■ **Request**
Convert each of the records below into a JSON list of strings, using one string per line and omitting any blank lines.

■ **Supplied records**
────

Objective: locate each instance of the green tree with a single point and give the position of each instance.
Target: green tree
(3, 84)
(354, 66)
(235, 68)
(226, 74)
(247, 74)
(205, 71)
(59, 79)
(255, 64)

────

■ **The output**
[
  "Objective: locate each instance of the green tree with a single point and give the position of each instance.",
  "Target: green tree",
  "(3, 84)",
  "(354, 66)",
  "(235, 68)",
  "(226, 74)",
  "(247, 74)",
  "(205, 71)",
  "(59, 79)",
  "(255, 64)"
]